━━━ Data records

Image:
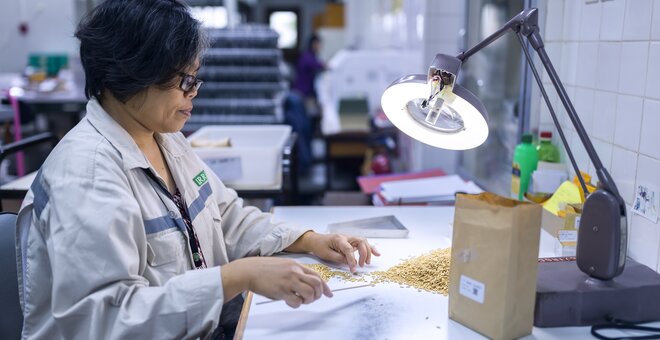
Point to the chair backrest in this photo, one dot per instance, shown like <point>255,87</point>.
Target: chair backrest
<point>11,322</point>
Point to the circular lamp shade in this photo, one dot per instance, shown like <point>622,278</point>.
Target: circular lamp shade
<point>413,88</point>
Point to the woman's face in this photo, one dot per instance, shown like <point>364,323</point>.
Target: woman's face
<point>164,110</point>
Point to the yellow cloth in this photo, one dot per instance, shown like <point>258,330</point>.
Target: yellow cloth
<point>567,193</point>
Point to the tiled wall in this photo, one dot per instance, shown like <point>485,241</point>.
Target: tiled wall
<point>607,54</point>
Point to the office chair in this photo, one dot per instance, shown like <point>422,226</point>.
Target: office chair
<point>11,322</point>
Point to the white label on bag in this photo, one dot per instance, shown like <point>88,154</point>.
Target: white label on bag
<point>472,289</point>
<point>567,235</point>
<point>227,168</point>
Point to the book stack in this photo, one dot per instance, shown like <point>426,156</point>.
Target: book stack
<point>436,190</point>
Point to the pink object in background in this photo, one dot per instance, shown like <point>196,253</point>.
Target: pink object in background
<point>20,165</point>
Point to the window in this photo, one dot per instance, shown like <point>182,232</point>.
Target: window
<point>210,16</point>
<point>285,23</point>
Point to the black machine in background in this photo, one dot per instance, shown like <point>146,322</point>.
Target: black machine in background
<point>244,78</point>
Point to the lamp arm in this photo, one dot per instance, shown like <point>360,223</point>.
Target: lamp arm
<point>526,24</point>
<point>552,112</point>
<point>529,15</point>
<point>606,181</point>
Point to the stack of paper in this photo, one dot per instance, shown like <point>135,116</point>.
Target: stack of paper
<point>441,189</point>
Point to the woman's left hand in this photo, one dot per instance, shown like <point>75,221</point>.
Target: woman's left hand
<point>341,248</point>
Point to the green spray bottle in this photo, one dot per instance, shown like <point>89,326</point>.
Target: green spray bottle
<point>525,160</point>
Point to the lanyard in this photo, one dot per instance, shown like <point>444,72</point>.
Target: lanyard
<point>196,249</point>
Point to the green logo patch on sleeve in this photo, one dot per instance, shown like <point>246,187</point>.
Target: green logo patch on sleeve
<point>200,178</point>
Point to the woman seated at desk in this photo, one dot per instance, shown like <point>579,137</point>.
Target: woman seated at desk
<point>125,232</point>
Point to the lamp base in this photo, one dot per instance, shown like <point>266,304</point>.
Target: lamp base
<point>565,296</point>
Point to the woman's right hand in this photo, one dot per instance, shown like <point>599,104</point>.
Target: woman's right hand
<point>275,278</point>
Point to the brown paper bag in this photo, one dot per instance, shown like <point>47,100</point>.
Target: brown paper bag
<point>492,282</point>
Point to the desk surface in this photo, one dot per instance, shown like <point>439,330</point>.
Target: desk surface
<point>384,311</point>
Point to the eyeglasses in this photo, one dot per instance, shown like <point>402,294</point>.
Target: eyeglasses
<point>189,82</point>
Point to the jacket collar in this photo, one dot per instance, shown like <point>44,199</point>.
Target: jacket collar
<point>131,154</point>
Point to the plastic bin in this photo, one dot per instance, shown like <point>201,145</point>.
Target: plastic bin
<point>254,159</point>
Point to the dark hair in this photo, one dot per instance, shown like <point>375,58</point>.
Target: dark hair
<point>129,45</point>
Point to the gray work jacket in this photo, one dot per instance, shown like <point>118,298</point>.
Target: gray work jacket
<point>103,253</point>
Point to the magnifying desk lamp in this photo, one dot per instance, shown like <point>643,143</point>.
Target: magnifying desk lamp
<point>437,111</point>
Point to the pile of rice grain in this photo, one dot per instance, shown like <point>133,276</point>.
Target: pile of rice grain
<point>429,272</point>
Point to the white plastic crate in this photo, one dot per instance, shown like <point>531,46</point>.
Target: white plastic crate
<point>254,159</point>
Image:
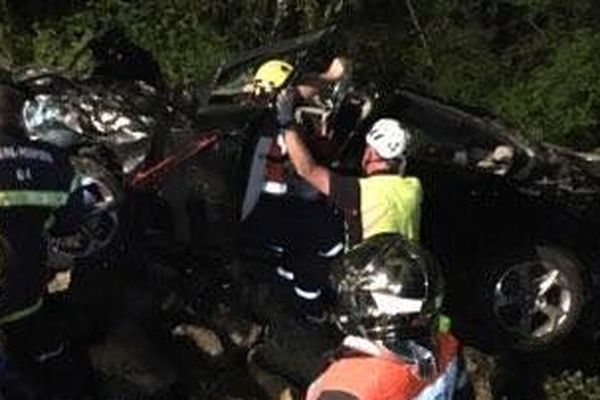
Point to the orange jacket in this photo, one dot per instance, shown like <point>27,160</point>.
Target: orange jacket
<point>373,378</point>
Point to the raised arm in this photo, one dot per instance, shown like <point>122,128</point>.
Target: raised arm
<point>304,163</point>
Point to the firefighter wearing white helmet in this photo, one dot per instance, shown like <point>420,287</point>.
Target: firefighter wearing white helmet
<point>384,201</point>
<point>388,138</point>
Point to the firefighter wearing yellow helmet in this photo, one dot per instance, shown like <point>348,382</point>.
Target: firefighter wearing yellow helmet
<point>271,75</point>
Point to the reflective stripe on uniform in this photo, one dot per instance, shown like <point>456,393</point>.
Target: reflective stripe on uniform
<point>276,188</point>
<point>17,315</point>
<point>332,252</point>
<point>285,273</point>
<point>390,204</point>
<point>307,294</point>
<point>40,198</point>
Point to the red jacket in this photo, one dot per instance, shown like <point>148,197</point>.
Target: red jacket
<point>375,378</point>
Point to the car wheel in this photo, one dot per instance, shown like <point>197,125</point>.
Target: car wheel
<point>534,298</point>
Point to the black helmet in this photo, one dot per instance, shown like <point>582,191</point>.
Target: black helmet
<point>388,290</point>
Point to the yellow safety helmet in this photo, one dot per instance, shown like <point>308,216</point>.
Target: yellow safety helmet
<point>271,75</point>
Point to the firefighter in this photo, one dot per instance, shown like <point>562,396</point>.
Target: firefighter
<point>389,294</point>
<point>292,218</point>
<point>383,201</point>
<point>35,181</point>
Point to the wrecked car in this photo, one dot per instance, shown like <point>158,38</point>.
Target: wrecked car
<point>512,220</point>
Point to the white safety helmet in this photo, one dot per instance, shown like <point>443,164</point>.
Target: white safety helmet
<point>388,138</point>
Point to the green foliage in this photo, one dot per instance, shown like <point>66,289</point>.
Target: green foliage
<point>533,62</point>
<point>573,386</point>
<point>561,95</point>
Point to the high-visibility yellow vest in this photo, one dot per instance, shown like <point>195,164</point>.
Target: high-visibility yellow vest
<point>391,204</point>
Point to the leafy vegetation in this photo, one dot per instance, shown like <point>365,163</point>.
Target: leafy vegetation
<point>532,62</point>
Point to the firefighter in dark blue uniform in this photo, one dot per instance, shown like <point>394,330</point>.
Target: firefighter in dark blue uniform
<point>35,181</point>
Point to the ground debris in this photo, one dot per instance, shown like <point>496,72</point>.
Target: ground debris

━━━━━━

_Problem details_.
Rewrite the data above with every occurrence of "one dot per instance" changed to "one marker per instance" and everything else kept the same. Leave out the pictures.

_Response_.
Image:
Point to the chair backrest in this photo, one marker per instance, shown like <point>255,87</point>.
Target: chair backrest
<point>11,322</point>
Point to the circular lamp shade in this photo, one marker per instance, shown like <point>622,278</point>.
Target: circular lamp shade
<point>413,88</point>
Point to the woman's face in this photo, one marker per instance, shown like <point>364,323</point>.
Target: woman's face
<point>164,110</point>
Point to the yellow cloth in this photo, one marker per instance, shown like <point>258,330</point>.
Target: yellow cloth
<point>567,193</point>
Point to the tiled wall in this photo, one marker per instance, shown like <point>485,241</point>.
Target: tiled wall
<point>607,54</point>
Point to the office chair in this photo, one marker per instance, shown like <point>422,226</point>.
Target: office chair
<point>11,322</point>
Point to the white label on bag in this photo, one marker per instance, shown like <point>88,154</point>.
Target: white label on bag
<point>472,289</point>
<point>567,235</point>
<point>227,168</point>
Point to the book stack in this photo, one marker per instance, shown like <point>426,156</point>.
Target: book stack
<point>436,190</point>
Point to the pink object in background in this photo, one marker per instance, shown like <point>196,253</point>.
Target: pink object in background
<point>20,165</point>
Point to the window in this photo, one marker per instance, shown like <point>182,232</point>.
Target: window
<point>210,16</point>
<point>285,23</point>
Point to the black machine in background in this photo, one marker per instance, shown like <point>146,322</point>.
Target: black machine in background
<point>244,78</point>
Point to the lamp arm in this photo, one marker per instance, shown like <point>360,223</point>.
Target: lamp arm
<point>526,24</point>
<point>552,112</point>
<point>529,15</point>
<point>606,181</point>
Point to the stack of paper in this photo, one marker per instance, shown like <point>135,116</point>.
Target: stack of paper
<point>441,189</point>
Point to the woman's left hand in this photo, one marker per instance, shown like <point>75,221</point>.
Target: woman's left hand
<point>341,248</point>
Point to the green spray bottle in this photo, one marker per instance, shown like <point>89,326</point>.
Target: green spray bottle
<point>525,160</point>
Point to the lanyard in this photo, one marker per instance, shown like <point>444,72</point>.
Target: lanyard
<point>196,249</point>
Point to the green logo patch on sleeve in this photo, one marker per instance, shown like <point>246,187</point>.
Target: green logo patch on sleeve
<point>200,178</point>
Point to the woman seated at desk in this photo, one marker per instance, shown like <point>579,137</point>.
Target: woman seated at desk
<point>125,232</point>
Point to the lamp base in this photo, one marker per instance, shown like <point>266,304</point>.
Target: lamp base
<point>565,296</point>
Point to the woman's right hand in this photo, one marker per instance, shown like <point>599,104</point>.
Target: woman's right hand
<point>275,278</point>
Point to the brown paper bag in this photo, one marker per instance, shown like <point>47,100</point>.
Target: brown paper bag
<point>492,282</point>
Point to the desk surface in this photo, one marker per instance, shown like <point>439,330</point>.
Target: desk surface
<point>384,311</point>
Point to the eyeglasses in this photo, one marker per instance, shown like <point>402,294</point>.
Target: eyeglasses
<point>189,82</point>
Point to the jacket collar in this photo, one marker per instance, shown like <point>44,199</point>.
Target: jacket collar
<point>131,154</point>
Point to the plastic bin in this photo, one marker per instance, shown like <point>201,145</point>.
Target: plastic bin
<point>254,159</point>
Point to the dark hair in this photo, one marker per instance, shown like <point>375,58</point>.
Target: dark hair
<point>129,45</point>
Point to the gray work jacket in this photo, one marker per instance, shown like <point>118,298</point>.
Target: gray work jacket
<point>103,253</point>
Point to the magnifying desk lamp in this photo, one marker per instance, shown like <point>643,143</point>.
Target: magnifying desk lamp
<point>437,111</point>
Point to the pile of rice grain in this photo, one marker per instance, shown like <point>133,276</point>.
Target: pile of rice grain
<point>429,272</point>
Point to the white plastic crate in this photo, one marker per instance, shown like <point>531,46</point>.
Target: white plastic crate
<point>254,159</point>
Image:
Point to the orange jacket in this photo, one marker per instance, shown like <point>27,160</point>.
Target: orange jacket
<point>373,378</point>
Point to the raised arm in this photo, one marker per instance, shown like <point>122,128</point>.
Target: raised arm
<point>304,163</point>
Point to the firefighter wearing white helmet in this photo, one marker per instance, shown like <point>420,287</point>.
Target: firefighter wearing white helmet
<point>384,201</point>
<point>388,138</point>
Point to the firefighter wearing yellow helmet in this photo, one marker per instance, shown like <point>348,382</point>.
Target: firefighter wearing yellow helmet
<point>271,75</point>
Point to the reflective stripe on uniform in this photo, one marker per instance, shown like <point>456,393</point>.
Target: reflective stripe on uniform
<point>276,188</point>
<point>17,315</point>
<point>332,252</point>
<point>285,273</point>
<point>390,204</point>
<point>307,294</point>
<point>40,198</point>
Point to the red jacket in this photo, one marker per instance, shown like <point>148,197</point>.
Target: red jacket
<point>375,378</point>
Point to the car wheel in this photo, one marker per instance, shown like <point>197,125</point>.
Target: car wheel
<point>534,298</point>
Point to the black helmet in this photo, one marker per instance, shown like <point>582,191</point>.
Target: black helmet
<point>388,290</point>
Point to the yellow safety helmet in this photo, one marker per instance, shown like <point>308,216</point>.
Target: yellow safety helmet
<point>271,75</point>
Point to the firefighter in this photo, one marker per instance, shown like <point>562,396</point>.
Target: firefighter
<point>389,294</point>
<point>292,218</point>
<point>383,201</point>
<point>35,181</point>
Point to the wrecked car in this photo, one marker per instance, shown like <point>158,38</point>.
Target: wrecked car
<point>512,220</point>
Point to the white safety helmet in this photo, one marker per instance, shown like <point>443,164</point>.
Target: white safety helmet
<point>388,138</point>
Point to the green foliage in this photo, one marker per instance, shown like <point>66,289</point>.
Target: green foliage
<point>533,62</point>
<point>573,386</point>
<point>561,95</point>
Point to the high-visibility yellow vest in this photo, one marker per instance, shown like <point>195,164</point>.
Target: high-visibility yellow vest
<point>391,204</point>
Point to the leafy vegetation in this photo, one marker per instance, shown like <point>365,163</point>.
Target: leafy vegetation
<point>532,62</point>
Point to the firefighter in dark blue uniform in this photo, one marker per instance, shown like <point>394,330</point>.
Target: firefighter in dark blue uniform
<point>35,181</point>
Point to the ground debris in this photo, one marker per instance, shown like <point>496,72</point>.
Target: ground debris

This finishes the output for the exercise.